§ Document text:

----

ADVERTISEMENT

Biogen Top Science Executive Sandrock to Retire at Year-End

Biogen Top Science Executive Sandrock to Retire at Year-End

Biogen Inc. said that its top scientific executive is retiring at the end of the year, a departure that caps months of turbulence at the biotechnology company since the approval of its controversial Alzheimer’s disease drug.

The company said in a statement Monday that Alfred Sandrock, its head of research & development, will retire effective Dec. 31. Priya Singhal, head of global safety and regulatory sciences, will assume Sandrock’s duties on an interim basis, Biogen said.

Sandrock, 64, is an executive of immense stature at Biogen. He led the development of top-selling drugs including multiple sclerosis treatment Tecfidera and Spinraza, for spinal muscular atrophy. A member of the company’s executive committee since 2015, he previously served as its chief medical officer from 2012 to 2020.

----

§ What you are asked to do: Name every disease mentioned in the Biogen article. The rows are separate material and have no connection to the Biogen article.

§ Data extracts:
----

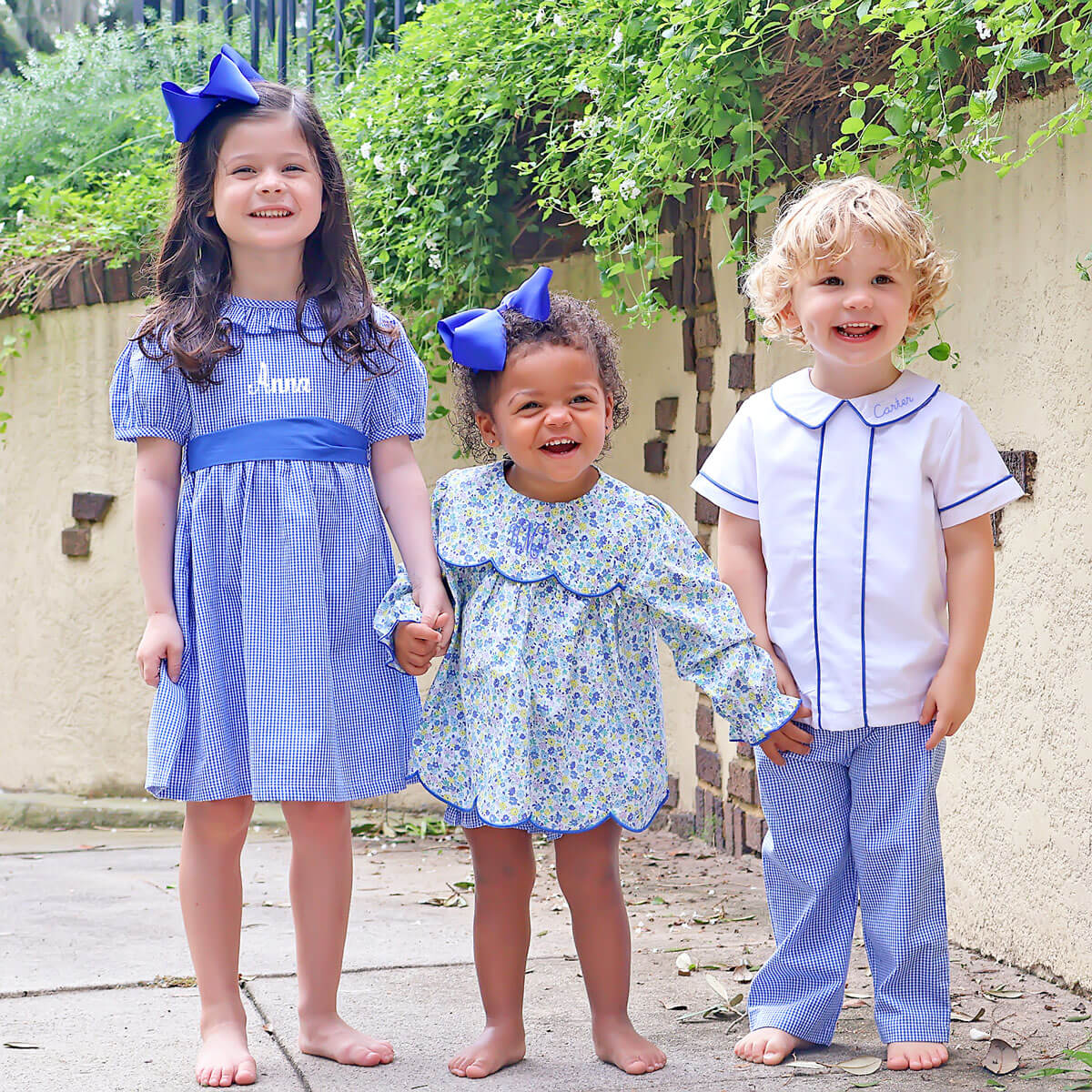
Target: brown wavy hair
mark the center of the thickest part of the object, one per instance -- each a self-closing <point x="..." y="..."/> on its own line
<point x="194" y="271"/>
<point x="572" y="323"/>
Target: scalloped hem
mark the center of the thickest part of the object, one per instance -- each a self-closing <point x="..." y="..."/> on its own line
<point x="416" y="779"/>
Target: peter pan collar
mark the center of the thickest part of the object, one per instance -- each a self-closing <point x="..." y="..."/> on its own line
<point x="798" y="399"/>
<point x="261" y="316"/>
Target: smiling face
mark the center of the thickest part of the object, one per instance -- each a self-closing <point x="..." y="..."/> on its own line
<point x="268" y="190"/>
<point x="551" y="415"/>
<point x="854" y="314"/>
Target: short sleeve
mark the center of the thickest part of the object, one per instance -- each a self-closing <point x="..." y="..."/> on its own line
<point x="150" y="398"/>
<point x="969" y="476"/>
<point x="698" y="617"/>
<point x="399" y="394"/>
<point x="729" y="478"/>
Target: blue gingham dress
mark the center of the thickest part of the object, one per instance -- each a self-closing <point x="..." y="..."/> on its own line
<point x="279" y="566"/>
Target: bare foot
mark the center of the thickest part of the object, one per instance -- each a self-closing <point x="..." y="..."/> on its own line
<point x="916" y="1055"/>
<point x="224" y="1058"/>
<point x="618" y="1043"/>
<point x="497" y="1046"/>
<point x="769" y="1046"/>
<point x="331" y="1037"/>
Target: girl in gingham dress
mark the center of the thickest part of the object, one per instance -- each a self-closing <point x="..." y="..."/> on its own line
<point x="545" y="716"/>
<point x="273" y="408"/>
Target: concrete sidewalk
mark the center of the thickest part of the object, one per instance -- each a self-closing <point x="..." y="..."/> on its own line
<point x="94" y="975"/>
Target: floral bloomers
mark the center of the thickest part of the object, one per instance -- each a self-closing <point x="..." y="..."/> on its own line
<point x="546" y="713"/>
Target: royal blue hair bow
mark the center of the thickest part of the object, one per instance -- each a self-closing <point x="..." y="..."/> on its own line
<point x="476" y="339"/>
<point x="230" y="76"/>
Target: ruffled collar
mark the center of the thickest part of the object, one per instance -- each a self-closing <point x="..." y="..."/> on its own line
<point x="590" y="545"/>
<point x="796" y="398"/>
<point x="261" y="316"/>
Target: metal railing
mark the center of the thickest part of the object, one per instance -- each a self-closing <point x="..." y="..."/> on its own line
<point x="279" y="20"/>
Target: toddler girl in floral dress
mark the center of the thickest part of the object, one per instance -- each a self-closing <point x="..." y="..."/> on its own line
<point x="545" y="715"/>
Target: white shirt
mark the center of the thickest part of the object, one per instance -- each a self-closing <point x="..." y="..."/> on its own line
<point x="852" y="496"/>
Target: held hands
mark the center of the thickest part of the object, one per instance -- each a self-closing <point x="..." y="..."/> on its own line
<point x="790" y="737"/>
<point x="162" y="640"/>
<point x="948" y="700"/>
<point x="418" y="643"/>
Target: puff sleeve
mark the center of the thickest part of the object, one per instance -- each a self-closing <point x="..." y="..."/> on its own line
<point x="969" y="476"/>
<point x="729" y="476"/>
<point x="399" y="394"/>
<point x="698" y="617"/>
<point x="150" y="398"/>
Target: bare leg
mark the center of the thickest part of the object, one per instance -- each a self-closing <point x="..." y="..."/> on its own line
<point x="588" y="872"/>
<point x="503" y="878"/>
<point x="210" y="888"/>
<point x="321" y="885"/>
<point x="916" y="1055"/>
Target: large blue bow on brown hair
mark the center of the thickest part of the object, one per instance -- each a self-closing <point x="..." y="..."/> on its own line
<point x="230" y="76"/>
<point x="476" y="339"/>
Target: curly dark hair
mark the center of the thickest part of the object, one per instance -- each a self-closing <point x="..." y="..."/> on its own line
<point x="573" y="323"/>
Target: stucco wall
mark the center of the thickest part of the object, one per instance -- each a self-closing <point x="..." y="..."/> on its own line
<point x="1016" y="786"/>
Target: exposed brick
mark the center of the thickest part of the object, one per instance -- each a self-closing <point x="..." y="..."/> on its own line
<point x="703" y="419"/>
<point x="708" y="764"/>
<point x="672" y="792"/>
<point x="707" y="330"/>
<point x="705" y="511"/>
<point x="753" y="833"/>
<point x="76" y="541"/>
<point x="689" y="353"/>
<point x="91" y="506"/>
<point x="655" y="457"/>
<point x="742" y="781"/>
<point x="704" y="289"/>
<point x="742" y="370"/>
<point x="703" y="723"/>
<point x="703" y="372"/>
<point x="667" y="410"/>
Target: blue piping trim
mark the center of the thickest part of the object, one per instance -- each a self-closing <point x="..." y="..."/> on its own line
<point x="864" y="573"/>
<point x="724" y="489"/>
<point x="533" y="580"/>
<point x="814" y="578"/>
<point x="545" y="830"/>
<point x="978" y="494"/>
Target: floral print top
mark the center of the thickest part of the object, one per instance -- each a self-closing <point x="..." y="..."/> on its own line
<point x="547" y="705"/>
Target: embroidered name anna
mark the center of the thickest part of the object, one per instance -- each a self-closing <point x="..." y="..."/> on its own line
<point x="300" y="385"/>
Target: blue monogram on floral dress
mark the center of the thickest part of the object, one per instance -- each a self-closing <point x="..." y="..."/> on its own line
<point x="546" y="713"/>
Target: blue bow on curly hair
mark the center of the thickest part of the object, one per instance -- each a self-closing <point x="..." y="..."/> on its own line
<point x="230" y="79"/>
<point x="476" y="339"/>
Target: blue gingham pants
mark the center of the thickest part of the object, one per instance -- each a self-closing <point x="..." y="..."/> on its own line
<point x="854" y="819"/>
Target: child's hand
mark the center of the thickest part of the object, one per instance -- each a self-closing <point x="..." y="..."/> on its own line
<point x="415" y="644"/>
<point x="162" y="640"/>
<point x="949" y="700"/>
<point x="436" y="612"/>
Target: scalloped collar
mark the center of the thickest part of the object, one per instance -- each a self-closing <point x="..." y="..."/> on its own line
<point x="590" y="545"/>
<point x="796" y="398"/>
<point x="261" y="316"/>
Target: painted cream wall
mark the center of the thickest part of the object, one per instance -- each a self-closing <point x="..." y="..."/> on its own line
<point x="1016" y="789"/>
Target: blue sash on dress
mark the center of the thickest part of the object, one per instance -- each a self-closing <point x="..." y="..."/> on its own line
<point x="312" y="440"/>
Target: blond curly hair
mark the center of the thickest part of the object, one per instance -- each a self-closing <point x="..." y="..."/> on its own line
<point x="819" y="227"/>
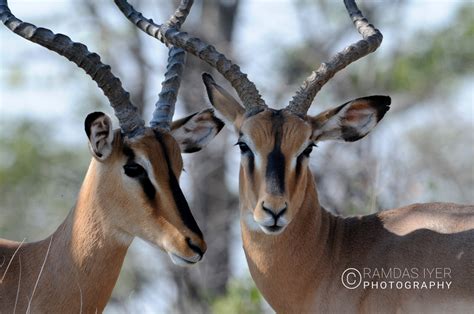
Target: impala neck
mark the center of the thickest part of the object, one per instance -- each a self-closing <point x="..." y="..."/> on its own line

----

§ Answer section: Alzheimer's disease, multiple sclerosis, spinal muscular atrophy